== TEXT PROVIDED

“As with all medical specialties, there is room for improvement in the diagnostic accuracy of emergency care,” Dr. Kang added. “All of us who practice emergency medicine are committed to improving care and reducing diagnostic error.”
Doctors say addressing diagnostic errors is challenging. While the National Academy of Medicine identified medical errors as a critical issue more than 20 years ago, most of the efforts to improve patient safety have focused on mistakes that are easier to identify, like when a patient gets the wrong medicine or develops an infection while in the hospital, said Dr. Robert Wachter, the chairman of medicine at the University of California, San Francisco, who had not seen the full report. “Diagnostic errors are a huge part of the problem,” he said.
The deaths that the report suggests occur every year “is a very concerning number,” Dr. Wachter said. The study’s findings are higher than previous estimates, he noted.
The researchers largely relied on studies conducted outside the United States, in countries like Canada, Spain and Switzerland, to come with up with their overall estimate of error and harm rates. But Dr. Kang argued the reliance on these studies may have distorted the findings and led the researchers to overestimate the number of mistakes. “While most medical specialties have similar training in Western nations, emergency medicine does not,” he said.

====

→ **TASKS TO PERFORM**
[1] Transcribe from the passage on diagnostic errors the span that begins at the words "The deaths that" and stops after the words "estimates, he noted.".
[2] Answer from the passage on diagnostic errors:
(a) What position does Dr. Robert Wachter hold?
(b) In which countries does the passage say the studies the researchers relied on were conducted?
(c) How long ago did the National Academy of Medicine identify medical errors as a critical issue?
The lines after this point are not needed.

== STUDY MATERIAL

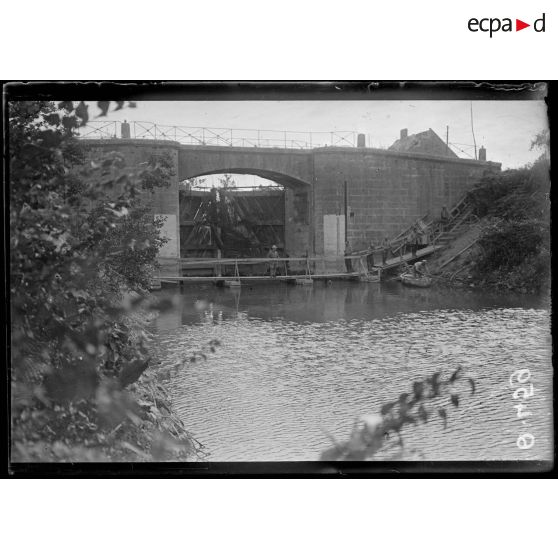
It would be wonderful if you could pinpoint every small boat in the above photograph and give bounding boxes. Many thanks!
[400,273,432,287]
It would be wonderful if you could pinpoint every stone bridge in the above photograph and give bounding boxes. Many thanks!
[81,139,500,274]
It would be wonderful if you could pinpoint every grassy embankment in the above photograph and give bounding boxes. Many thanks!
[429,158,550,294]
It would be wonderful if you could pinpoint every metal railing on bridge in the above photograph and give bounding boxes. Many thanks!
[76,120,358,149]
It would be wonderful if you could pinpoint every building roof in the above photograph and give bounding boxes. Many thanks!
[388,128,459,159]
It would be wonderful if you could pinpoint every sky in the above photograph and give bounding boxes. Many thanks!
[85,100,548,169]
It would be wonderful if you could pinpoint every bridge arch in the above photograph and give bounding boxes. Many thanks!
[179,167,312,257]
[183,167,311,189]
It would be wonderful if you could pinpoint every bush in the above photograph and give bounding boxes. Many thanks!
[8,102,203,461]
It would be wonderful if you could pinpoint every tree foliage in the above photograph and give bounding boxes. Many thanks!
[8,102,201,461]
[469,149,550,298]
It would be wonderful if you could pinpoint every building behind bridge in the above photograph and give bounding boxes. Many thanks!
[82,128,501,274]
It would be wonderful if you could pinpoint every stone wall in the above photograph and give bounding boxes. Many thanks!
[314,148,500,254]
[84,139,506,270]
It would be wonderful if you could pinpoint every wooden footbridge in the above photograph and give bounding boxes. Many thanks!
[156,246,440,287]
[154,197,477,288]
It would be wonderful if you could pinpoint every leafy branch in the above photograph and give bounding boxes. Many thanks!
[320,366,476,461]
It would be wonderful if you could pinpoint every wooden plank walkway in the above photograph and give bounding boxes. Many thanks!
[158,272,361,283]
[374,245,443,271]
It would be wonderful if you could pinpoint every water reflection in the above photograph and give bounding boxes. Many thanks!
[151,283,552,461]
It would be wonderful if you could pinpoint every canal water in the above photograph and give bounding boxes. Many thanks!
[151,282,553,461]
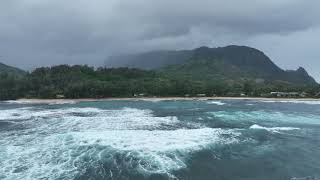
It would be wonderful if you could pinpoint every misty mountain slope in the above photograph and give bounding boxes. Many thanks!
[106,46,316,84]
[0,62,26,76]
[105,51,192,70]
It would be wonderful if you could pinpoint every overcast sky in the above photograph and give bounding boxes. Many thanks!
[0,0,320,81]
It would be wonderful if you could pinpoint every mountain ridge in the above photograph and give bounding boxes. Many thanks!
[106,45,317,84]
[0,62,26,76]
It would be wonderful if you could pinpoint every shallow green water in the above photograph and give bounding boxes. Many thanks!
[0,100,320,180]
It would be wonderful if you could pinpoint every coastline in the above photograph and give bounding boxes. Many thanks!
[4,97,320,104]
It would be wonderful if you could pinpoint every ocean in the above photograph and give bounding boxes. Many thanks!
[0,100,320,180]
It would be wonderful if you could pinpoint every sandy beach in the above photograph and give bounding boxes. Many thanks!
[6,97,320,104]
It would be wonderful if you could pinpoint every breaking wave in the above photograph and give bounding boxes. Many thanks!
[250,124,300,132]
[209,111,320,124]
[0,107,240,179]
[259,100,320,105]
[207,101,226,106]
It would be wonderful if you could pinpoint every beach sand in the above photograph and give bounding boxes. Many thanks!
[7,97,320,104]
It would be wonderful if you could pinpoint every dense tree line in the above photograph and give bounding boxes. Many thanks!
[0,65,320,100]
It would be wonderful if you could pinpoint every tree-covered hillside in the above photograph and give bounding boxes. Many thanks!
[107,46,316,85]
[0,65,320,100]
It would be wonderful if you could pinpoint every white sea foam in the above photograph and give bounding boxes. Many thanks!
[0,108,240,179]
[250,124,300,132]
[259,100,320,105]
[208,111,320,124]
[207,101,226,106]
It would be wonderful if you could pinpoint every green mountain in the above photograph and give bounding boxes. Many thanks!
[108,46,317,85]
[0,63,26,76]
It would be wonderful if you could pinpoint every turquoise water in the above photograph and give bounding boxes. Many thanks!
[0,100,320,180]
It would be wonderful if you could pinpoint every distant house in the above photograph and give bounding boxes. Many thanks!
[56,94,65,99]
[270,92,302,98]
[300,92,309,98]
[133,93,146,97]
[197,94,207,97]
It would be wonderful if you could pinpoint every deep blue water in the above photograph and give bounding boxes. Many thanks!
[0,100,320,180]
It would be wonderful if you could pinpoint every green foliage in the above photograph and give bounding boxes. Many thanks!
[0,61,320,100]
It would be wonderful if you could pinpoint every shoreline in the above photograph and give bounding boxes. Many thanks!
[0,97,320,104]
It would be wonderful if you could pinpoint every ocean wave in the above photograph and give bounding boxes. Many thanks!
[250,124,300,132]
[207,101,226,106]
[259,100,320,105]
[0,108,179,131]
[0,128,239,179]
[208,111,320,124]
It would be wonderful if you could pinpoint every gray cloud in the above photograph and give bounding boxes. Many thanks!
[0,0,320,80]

====
== STUDY MATERIAL

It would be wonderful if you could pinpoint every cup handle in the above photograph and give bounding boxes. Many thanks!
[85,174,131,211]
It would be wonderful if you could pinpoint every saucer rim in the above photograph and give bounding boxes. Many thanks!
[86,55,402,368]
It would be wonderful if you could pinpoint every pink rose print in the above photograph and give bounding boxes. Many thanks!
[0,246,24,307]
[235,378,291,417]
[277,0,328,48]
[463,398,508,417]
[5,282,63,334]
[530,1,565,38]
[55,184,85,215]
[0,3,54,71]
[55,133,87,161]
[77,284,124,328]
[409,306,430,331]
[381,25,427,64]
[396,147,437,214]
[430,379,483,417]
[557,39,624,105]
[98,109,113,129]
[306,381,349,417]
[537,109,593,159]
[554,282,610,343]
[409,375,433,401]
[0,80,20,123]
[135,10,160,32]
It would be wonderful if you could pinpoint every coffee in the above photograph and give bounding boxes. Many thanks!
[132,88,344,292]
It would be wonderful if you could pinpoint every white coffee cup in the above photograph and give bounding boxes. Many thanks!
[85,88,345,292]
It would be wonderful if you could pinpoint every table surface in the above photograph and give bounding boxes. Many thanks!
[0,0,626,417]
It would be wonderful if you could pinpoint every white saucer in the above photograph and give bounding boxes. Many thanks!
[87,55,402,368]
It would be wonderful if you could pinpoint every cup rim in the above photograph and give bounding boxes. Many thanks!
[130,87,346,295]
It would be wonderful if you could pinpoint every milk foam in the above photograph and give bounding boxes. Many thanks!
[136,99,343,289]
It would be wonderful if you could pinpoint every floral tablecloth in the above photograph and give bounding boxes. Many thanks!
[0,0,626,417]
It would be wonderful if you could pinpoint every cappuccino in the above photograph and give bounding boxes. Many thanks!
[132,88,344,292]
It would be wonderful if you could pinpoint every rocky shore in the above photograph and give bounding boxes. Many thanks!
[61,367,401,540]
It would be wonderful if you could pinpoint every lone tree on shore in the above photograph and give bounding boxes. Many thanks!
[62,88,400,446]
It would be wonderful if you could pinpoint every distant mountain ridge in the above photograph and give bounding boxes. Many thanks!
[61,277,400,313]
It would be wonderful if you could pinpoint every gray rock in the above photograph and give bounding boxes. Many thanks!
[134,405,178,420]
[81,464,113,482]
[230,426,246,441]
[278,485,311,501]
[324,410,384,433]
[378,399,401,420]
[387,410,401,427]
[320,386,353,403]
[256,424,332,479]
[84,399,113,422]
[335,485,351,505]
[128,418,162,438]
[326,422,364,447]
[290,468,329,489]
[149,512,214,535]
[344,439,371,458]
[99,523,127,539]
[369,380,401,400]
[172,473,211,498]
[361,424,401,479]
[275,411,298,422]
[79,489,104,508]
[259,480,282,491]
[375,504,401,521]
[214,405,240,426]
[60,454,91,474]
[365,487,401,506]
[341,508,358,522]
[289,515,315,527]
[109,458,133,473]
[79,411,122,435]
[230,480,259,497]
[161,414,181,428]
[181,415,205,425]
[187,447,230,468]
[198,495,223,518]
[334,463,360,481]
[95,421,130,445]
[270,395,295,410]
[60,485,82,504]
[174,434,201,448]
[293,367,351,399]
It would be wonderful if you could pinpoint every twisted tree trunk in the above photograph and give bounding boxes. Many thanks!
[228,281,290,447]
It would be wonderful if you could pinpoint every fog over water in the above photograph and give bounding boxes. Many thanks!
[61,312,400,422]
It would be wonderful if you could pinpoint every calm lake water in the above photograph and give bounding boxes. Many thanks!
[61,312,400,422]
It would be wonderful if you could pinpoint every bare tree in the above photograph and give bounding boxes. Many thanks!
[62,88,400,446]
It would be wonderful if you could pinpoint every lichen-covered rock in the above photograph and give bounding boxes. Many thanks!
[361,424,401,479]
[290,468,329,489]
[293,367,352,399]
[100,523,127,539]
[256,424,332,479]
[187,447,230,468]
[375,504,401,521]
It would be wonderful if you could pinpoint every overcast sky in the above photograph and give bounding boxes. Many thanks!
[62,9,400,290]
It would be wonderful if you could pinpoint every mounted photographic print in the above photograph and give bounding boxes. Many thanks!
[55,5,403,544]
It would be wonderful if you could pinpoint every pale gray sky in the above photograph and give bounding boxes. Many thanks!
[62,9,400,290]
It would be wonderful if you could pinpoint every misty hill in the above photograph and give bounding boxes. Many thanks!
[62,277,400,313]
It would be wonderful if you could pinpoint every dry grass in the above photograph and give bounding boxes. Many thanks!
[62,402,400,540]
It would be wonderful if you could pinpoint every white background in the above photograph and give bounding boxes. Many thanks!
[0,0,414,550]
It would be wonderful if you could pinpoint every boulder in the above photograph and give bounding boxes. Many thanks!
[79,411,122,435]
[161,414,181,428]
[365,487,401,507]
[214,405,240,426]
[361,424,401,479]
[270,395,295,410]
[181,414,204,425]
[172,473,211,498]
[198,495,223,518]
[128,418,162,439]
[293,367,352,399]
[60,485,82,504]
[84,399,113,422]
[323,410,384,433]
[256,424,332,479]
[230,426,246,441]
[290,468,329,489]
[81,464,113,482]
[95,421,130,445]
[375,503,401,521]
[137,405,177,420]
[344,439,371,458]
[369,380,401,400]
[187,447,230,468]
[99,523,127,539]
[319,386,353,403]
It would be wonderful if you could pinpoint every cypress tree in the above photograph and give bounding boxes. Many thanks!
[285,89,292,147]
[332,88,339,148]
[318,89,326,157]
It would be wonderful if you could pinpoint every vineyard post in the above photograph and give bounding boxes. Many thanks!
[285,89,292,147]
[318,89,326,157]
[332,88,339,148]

====

→ **ANSWERS FOR THE EXERCISE**
[1]
The deaths that the report suggests occur every year “is a very concerning number,” Dr. Wachter said. The study’s findings are higher than previous estimates, he noted.

[2]
(a) Chairman of medicine at the University of California, San Francisco
(b) Canada, Spain and Switzerland
(c) More than 20 years ago